WORK INSTRUCTIONS »
**a.** In the catenary thread, what does H stand for?
**b.** Please quote the catenary thread word for word, starting at "independent of the weight per unit length of the" and ending after "of the ends.)".

EXTRACT TO READ »
============
Ping John Masters and all the techies..........

[Roger Hill]

Continuing from the Marilyn Wallin thread:

QUOTE (Roger Hill @ Mar 27 2010, 07:28 PM)

I am not convinced of this, John. Each chain section hangs as it would if alone and suspended at the end-points, i.e. the tension is continuous. I don't think you will find a kink there. If so, it would be visible to the naked eye and it is not. Try it and see.

John Masters

There is no kink because the first derivative or slope is continuous. But is the second derivative continuous? I find that hard to believe if the sections suddenly change density.

Well, John, let me expose my thinking regarding catenaries and buckling and second derivatives. If there is an error in my thinking I am sure you and a dozen others will point it out. I am a big boy, I promise to neither stamp my feet nor cry if I am wrong.

First, lets consider a chain of length S, attached at the origin at one end and hanging from a second attachment point some distance away at height h. (We are assuming, of course, that s is greater than the distance from the origin.) The shape of the chain is given by

y = H/w(cosh wx/H – 1)

y’ = sinh w/Hx

where H is the horizontal component of the tension in the chain and w is the weight per unit length. If you follow the derivation given here:

http://mysite.du.edu/~jcalvert/math/catenary.htm

you find that

H = (w/8h)(S^2 - 4h^2)

And

y’ = sinh(wx/H)

Substituting for H gives

y’ = sinh(8hx/(S^2 – 4h^2)

independent of the weight per unit length of the chain, from which I conclude that y” is also independent of the weight per unit length of chain. (But I think we already knew that, all catenaries are created equal and their shape depends only on their length and vertical separation of the ends.)
============
DATA BLOCK »
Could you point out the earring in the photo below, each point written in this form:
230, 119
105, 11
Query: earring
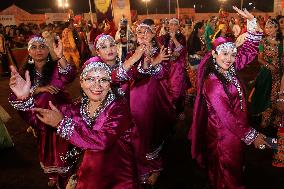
============
OUTPUTS »
**a.** H is the horizontal component of the tension in the chain.

**b.**
independent of the weight per unit length of the chain, from which I conclude that y” is also independent of the weight per unit length of chain. (But I think we already knew that, all catenaries are created equal and their shape depends only on their length and vertical separation of the ends.)